Gegeven tekst:
Lynch syndroom
Elk jaar krijgen zo’n 13.000 mensen de diagnose darmkanker. In zo’n 2% van de gevallen wordt de ziekte veroorzaakt door het Lynch syndroom, een erfelijke aandoening die een sterk verhoogde kans geeft op het ontstaan van darmkanker. Als dit syndroom de oorzaak is, ontstaat de darmkanker vaak al voor het 50ste levensjaar. Dat is veel vroeger dan bij niet-erfelijke vormen van darmkanker, die meestal pas boven de 65 ontstaan. Daarnaast hebben vrouwen met het Lynch syndroom een risico van 25% tot 70% om baarmoederkanker te krijgen en hebben zowel mannen als vrouwen een grotere kans op het ontwikkelen van sommige andere vormen van kanker.
Opsporing Lynch syndroom verbeterd
In 2016 zijn nieuwe richtlijnen ingevoerd om mensen met Lynch syndroom sneller op te sporen en waar nodig te behandelen. Dit houdt in dat bij iedereen die voor zijn 70ste darmkanker krijgt, middels een tumortest wordt bepaald of er een grote kans is op Lynch syndroom. Alleen als dat het geval is, worden mensen doorverwezen naar de klinisch geneticus om vast te stellen of er echt sprake is van erfelijke darmkanker. Nicoline Hoogerbrugge en haar collega’s van het Radboudumc en onderzoekers van Maastricht UMC+ hebben onderzocht wat het effect is van deze tumortest door de cijfers van 19 ziekenhuizen in zuidoost Nederland te bekijken. Het onderzoek kwam tot stand door financiering van de Maag Lever Darm Stichting en de Vriendenloterij.
Uit de analyse van deze cijfers blijkt dat maar liefst 89% van de pathologen de tumortest omarmd heeft. Ook de chirurg verwijst met deze methode vaker mensen met een hoog risico op erfelijke darmkanker door naar de klinisch geneticus. Omdat het nieuwe systeem met tumortest eenvoudig in gebruik is, worden meer Lynch patiënten opgespoord en herkend. Dit gebeurt nu twee tot drie keer vaker dan in het oude systeem.

Aangeleverde gegevens:

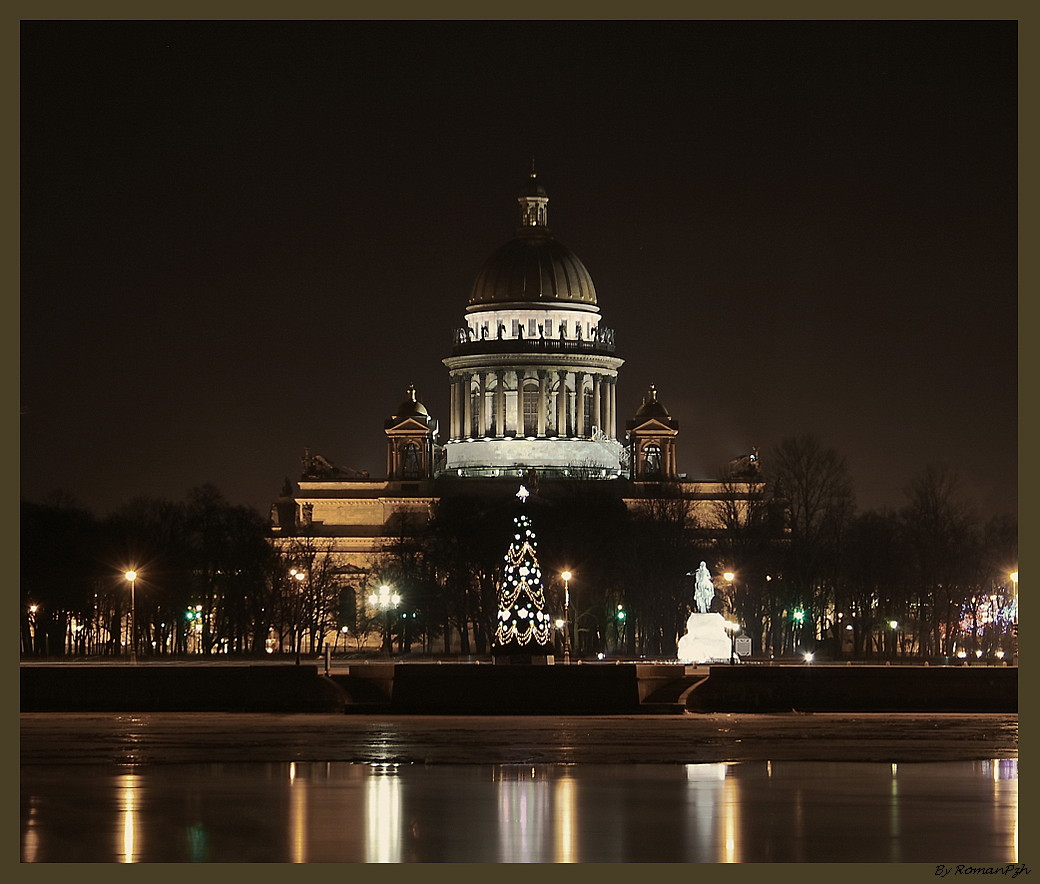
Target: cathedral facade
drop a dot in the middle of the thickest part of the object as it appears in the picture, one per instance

Opdrachten:
1. Vat de tekst over het Lynch syndroom samen in twee zinnen.
2. Welk deel van de pathologen heeft de tumortest volgens de tekst over het Lynch syndroom omarmd?
3. Zet de alinea die begint met "In 2016 zijn nieuwe richtlijnen" uit de tekst over het Lynch syndroom om in een lijst met de belangrijkste feiten.

Antwoorden:
1. Het Lynch syndroom is een erfelijke aandoening die in zo'n 2% van de gevallen darmkanker veroorzaakt, vaak al voor het 50ste levensjaar, en die ook de kans op baarmoederkanker en sommige andere vormen van kanker verhoogt. Sinds 2016 krijgt iedereen die voor zijn 70ste darmkanker krijgt een tumortest, en volgens onderzoek met cijfers van 19 ziekenhuizen in zuidoost Nederland worden Lynch patiënten daardoor nu twee tot drie keer vaker opgespoord.

2. 89% van de pathologen.

3.
- In 2016 zijn nieuwe richtlijnen ingevoerd om mensen met Lynch syndroom sneller op te sporen en waar nodig te behandelen.
- Bij iedereen die voor zijn 70ste darmkanker krijgt, bepaalt een tumortest of er een grote kans is op Lynch syndroom.
- Alleen bij een grote kans volgt doorverwijzing naar de klinisch geneticus. Die stelt vast of er echt sprake is van erfelijke darmkanker.
- Nicoline Hoogerbrugge en collega's van het Radboudumc en onderzoekers van Maastricht UMC+ onderzochten het effect van de tumortest. Ze gebruikten daarvoor cijfers van 19 ziekenhuizen in zuidoost Nederland.
- Het onderzoek werd gefinancierd door de Maag Lever Darm Stichting en de Vriendenloterij.